*本文*.
# # #

何年か前に買った柳美里著「命」(小学館)を読んだ。
私は図書館で借りた本を優先して読むので、
買った本は後回しにするというクセがある。
2001年9月9日の九想話「東由多加」に、
この本のことを書いたから、そのころに購入したのか。
それともそれよりずっとあとだったか、
よく覚えていない。
読み終えて思ったのは、バカな女だな、だった。
恋することはいい、すばらしいことだ。
相手が既婚の男性でもしかたない。
縁があったのだから…。
でも妊娠してしまったことがまずい。
生まれてくる子どもが可哀想だ。
やはり子どもは親が揃っていたほうがいい。
相手の男は卑怯で情けないなやつだ。
柳美里とつきあいながら他にも女がいた。
配偶者との関係は冷たくなっているといいながら、
よそにもつきあっている女がいた。
「あそびだったら、避妊ぐらいしろ」といいたい。
憧れていた東由多加にも失望した。
生活力のない愚鈍な男という印象だ。
治療をしても1年も生きられないほど
の状態になるまで癌を放っておくなんて。
30年前、芝居の稽古場で見た寡黙な東。
稽古のときは役者、スタッフを容赦なく怒鳴っていた東。
本の後半、赤ちゃんが生まれ、
授乳や沐浴であたふたする2人のことが描かれている。

# # #

*抽出データ*.
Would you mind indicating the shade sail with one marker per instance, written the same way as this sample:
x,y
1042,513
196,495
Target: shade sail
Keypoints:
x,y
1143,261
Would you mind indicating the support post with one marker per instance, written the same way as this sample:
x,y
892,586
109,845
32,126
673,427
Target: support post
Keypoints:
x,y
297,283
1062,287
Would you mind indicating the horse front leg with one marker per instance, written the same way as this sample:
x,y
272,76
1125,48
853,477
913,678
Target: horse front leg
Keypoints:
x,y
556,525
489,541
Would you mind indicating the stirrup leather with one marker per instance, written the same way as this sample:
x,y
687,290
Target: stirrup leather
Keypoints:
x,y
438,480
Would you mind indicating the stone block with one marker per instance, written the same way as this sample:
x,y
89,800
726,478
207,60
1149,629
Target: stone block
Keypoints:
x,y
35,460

# # #

*課題 1*.
本文によると、筆者が柳美里著「命」について書いた九想話「東由多加」は何年何月何日のものか。
*課題 2*.
本文の「何年か前に買った」で始まる段落を、主な事実を残して箇条書きで短くまとめよ。
抽出データの各行は、ここでは使わない。

*解答 1*.
2001年9月9日。

*解答 2*.
・何年か前に買った柳美里著「命」(小学館)を読んだ。
・図書館で借りた本を優先するため、買った本は後回しにするクセがある。
・2001年9月9日の九想話「東由多加」でこの本に触れたが、購入時期はよく覚えていない。
・読後の感想は「バカな女だな」だった。
・既婚男性との恋はしかたないが、妊娠はまずく、子どもが可哀想だと思う。
・相手の男は卑怯で、柳美里のほかにもつきあっている女がいた。
・憧れていた東由多加にも失望し、生活力のない愚鈍な男という印象を持った。治療しても1年も生きられない状態まで癌を放っておいたからだ。
・30年前、芝居の稽古場で見た東は寡黙で、稽古では役者やスタッフを容赦なく怒鳴っていた。
・本の後半には、赤ちゃんが生まれ、授乳や沐浴であたふたする2人が描かれている。